Work request:
Copy the bird flu article from "Just 10 viral" to "new study shows.", substituting "virus particles" for every "viral particles".

Source passage:
Just 10 viral particles of the H5N1 bird flu that caused hundreds of influenza outbreaks in U.S. dairy cattle can cause infection in cows, a new study shows.
The research also hints at why the outbreaks have confounded scientists, farmers and livestock handlers hoping to contain and prevent the disease – an effort likely complicated by the fact that the virus has an affinity for cow mammary glands rather than airways.
Tests for transmission among cows through milk machinery or through feeding of calves, and between birds and cattle through shared indoor air, didn’t show results of disease spread.
Researchers are continuing to pursue more answers, but for now the transmission mystery endures, meaning scientists can’t yet provide evidence-based recommendations for practices that would stop the spread.
“How it spreads from cow to cow becomes a very important question. We need to understand if there’s a way to change milking practices or farming practices, whatever it is, to limit cow-to-cow transmission because we think spillover is going to happen again. It’s just a matter of time,” said senior author Andrew Bowman, professor of veterinary preventive medicine at The Ohio State University.
“And right now we don’t have a great way to prevent either that spillover or cow-to-cow transmission once it happens.”
The study was published recently in Nature Communications.
Highly pathogenic H5N1 avian influenza A viruses are associated with wild birds and poultry, but since 2021 a group of these viruses of clade 2.3.4.4b have circulated globally in mammals and were first reported in U.S. dairy cattle in March 2024.
To date, 1,053 outbreaks of the originally detected virus genotype (B3.13) have been confirmed in dairy herds in 17 states, which have been brought under control through a national milk testing strategy that halted movement of herds producing milk in which the virus was detected. Current federal data suggests small numbers of infections in cows are confirmed in Idaho, Utah and Texas.
“This work has all been done in response to the unprecedented spillover of avian influenza into dairy cattle,” Bowman said. “Initially, we had no idea that cows could even be infected with influenza, let alone that the mammary gland was involved. That in and of itself was a major paradigm shift: It’s not respiratory.”

Stored dataset items:
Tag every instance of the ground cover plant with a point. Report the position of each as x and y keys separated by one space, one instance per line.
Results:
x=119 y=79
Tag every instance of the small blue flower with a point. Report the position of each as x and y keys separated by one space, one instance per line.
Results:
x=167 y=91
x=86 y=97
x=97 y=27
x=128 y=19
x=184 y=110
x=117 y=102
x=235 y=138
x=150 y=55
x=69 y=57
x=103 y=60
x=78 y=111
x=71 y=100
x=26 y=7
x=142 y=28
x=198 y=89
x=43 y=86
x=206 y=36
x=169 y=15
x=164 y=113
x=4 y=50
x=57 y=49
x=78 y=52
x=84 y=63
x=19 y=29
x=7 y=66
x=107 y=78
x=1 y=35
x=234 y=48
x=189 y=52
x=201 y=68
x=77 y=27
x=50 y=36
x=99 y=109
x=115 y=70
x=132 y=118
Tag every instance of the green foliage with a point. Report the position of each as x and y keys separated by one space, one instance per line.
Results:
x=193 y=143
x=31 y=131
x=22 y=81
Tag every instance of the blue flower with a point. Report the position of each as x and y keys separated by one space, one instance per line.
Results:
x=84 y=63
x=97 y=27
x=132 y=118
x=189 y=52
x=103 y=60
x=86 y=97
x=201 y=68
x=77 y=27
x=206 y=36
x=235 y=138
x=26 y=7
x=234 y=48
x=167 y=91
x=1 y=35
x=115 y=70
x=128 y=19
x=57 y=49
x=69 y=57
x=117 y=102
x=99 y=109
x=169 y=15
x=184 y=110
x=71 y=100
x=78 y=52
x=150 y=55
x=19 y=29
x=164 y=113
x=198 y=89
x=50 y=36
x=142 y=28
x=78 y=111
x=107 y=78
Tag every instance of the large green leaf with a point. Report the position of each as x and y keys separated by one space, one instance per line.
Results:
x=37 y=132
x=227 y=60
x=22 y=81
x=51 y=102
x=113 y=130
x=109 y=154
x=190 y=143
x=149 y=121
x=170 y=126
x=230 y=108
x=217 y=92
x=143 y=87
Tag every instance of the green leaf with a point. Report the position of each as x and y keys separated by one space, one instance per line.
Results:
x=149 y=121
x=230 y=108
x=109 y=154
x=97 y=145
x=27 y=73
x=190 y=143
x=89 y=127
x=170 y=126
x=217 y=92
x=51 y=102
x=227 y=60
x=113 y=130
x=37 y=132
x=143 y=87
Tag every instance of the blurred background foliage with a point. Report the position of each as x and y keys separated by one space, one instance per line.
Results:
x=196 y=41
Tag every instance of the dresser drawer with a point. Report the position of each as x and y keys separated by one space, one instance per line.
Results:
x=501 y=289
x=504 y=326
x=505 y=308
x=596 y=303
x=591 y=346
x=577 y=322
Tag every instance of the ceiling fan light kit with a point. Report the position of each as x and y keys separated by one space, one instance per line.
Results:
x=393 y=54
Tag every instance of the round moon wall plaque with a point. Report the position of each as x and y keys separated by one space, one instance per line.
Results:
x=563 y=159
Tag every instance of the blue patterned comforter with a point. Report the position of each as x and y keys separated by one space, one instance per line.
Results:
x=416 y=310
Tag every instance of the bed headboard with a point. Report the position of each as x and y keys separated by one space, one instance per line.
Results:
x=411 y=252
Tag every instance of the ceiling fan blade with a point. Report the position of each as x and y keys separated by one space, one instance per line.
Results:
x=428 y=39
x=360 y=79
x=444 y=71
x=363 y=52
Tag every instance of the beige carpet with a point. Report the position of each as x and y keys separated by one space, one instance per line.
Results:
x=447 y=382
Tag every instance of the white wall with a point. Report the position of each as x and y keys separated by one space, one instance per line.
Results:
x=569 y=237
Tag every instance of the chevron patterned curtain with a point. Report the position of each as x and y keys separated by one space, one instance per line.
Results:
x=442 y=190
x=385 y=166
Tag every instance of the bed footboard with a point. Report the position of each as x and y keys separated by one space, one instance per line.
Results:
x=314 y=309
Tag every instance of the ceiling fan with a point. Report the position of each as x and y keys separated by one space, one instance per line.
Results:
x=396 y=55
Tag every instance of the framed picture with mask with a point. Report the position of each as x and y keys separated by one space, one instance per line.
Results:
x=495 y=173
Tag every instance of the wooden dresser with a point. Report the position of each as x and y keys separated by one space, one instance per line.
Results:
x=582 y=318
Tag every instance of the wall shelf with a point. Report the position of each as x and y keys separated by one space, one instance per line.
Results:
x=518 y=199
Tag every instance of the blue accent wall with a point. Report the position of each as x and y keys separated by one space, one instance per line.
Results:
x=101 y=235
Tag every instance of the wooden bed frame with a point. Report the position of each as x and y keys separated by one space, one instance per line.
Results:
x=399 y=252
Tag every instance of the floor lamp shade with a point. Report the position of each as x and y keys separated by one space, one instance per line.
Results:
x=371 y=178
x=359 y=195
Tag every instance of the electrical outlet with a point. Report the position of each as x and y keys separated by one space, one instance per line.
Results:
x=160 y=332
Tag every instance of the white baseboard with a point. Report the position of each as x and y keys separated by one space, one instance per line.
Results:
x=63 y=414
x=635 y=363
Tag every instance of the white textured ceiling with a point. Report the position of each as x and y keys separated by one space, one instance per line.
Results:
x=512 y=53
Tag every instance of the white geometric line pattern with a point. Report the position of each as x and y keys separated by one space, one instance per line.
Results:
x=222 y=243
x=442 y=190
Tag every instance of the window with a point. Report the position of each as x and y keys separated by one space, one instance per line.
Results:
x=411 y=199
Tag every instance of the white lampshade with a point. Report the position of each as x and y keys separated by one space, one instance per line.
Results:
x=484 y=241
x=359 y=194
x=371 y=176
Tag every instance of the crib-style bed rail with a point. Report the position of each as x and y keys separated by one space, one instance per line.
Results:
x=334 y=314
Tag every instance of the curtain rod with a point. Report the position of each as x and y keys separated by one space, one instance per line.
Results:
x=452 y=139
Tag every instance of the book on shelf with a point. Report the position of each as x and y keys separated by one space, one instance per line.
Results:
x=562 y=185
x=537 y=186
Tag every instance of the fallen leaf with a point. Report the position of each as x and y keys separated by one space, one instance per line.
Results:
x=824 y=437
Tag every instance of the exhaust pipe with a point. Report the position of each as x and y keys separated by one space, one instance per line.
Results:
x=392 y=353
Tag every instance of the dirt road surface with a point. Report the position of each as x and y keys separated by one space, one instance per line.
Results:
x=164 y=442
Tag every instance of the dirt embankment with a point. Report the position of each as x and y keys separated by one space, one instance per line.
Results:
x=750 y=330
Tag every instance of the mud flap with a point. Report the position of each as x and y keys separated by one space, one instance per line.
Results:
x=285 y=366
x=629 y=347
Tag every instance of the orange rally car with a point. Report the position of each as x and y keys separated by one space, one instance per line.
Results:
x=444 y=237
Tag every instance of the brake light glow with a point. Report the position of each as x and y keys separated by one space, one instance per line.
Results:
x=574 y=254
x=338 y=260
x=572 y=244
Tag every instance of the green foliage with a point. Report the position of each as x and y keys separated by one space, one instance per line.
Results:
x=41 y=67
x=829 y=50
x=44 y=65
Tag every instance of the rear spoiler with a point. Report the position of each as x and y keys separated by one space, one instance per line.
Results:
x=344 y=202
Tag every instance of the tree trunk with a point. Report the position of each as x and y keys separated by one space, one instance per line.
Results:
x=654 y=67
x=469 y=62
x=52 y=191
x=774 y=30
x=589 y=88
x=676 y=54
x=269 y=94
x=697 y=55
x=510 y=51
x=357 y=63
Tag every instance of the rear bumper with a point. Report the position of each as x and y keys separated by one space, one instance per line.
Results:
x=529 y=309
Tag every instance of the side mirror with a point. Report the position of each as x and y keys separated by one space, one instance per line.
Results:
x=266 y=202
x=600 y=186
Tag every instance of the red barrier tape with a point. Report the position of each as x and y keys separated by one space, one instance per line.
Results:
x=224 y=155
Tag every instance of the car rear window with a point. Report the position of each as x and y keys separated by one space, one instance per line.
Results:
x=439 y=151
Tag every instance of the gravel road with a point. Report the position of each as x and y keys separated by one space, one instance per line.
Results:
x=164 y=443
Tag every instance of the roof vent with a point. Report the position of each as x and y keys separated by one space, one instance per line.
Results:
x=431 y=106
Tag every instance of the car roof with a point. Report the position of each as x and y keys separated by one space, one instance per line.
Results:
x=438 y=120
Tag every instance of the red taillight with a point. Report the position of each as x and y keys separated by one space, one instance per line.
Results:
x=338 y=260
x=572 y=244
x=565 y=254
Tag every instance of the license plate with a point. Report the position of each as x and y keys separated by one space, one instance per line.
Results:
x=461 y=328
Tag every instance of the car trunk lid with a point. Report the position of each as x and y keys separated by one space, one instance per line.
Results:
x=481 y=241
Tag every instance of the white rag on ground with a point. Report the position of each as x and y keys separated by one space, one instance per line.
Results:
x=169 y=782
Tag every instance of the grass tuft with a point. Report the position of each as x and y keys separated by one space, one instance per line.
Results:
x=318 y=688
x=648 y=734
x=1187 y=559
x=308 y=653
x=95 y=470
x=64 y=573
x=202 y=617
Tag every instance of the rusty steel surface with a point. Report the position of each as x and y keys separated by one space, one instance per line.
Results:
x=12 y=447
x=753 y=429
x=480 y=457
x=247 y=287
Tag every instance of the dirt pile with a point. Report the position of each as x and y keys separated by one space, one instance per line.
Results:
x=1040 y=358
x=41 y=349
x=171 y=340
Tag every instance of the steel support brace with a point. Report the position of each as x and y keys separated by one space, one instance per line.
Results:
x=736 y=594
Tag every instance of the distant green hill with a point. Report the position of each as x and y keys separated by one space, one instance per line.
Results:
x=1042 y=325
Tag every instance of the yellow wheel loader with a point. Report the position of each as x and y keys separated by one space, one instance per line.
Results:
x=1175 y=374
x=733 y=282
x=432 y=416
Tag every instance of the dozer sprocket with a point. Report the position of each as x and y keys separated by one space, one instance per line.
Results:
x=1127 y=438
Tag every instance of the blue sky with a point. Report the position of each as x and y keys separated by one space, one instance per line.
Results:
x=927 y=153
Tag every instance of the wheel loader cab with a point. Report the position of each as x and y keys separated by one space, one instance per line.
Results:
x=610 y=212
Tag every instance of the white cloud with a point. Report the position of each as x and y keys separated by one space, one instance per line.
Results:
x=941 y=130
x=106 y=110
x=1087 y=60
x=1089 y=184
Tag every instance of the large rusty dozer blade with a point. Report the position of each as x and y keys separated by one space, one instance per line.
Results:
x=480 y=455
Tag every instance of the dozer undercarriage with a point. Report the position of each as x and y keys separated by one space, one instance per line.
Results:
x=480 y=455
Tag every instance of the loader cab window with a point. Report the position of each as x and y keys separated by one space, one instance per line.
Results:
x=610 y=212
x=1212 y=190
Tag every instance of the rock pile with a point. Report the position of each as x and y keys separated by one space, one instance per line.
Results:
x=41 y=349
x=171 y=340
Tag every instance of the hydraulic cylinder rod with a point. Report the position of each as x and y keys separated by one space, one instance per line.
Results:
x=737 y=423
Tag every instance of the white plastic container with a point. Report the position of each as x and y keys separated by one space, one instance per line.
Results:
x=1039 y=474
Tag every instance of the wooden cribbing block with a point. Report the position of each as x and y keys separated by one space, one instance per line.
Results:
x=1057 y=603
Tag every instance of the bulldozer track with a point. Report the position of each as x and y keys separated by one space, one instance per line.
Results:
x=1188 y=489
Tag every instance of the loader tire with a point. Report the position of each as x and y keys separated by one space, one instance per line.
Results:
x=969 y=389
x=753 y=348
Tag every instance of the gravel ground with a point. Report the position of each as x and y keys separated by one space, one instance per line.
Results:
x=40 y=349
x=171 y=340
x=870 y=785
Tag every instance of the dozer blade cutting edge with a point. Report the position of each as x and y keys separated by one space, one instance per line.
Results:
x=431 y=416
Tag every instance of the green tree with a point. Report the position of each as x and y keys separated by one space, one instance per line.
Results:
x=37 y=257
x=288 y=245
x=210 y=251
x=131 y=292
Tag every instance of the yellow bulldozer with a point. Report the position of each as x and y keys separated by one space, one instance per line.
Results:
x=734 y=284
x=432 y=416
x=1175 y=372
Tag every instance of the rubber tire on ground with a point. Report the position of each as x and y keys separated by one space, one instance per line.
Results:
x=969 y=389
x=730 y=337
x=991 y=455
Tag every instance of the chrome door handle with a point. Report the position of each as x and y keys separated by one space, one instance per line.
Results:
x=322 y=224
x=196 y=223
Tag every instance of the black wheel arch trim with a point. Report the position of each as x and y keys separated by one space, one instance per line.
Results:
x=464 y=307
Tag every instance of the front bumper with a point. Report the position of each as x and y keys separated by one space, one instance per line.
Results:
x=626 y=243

Final answer:
Just 10 virus particles of the H5N1 bird flu that caused hundreds of influenza outbreaks in U.S. dairy cattle can cause infection in cows, a new study shows.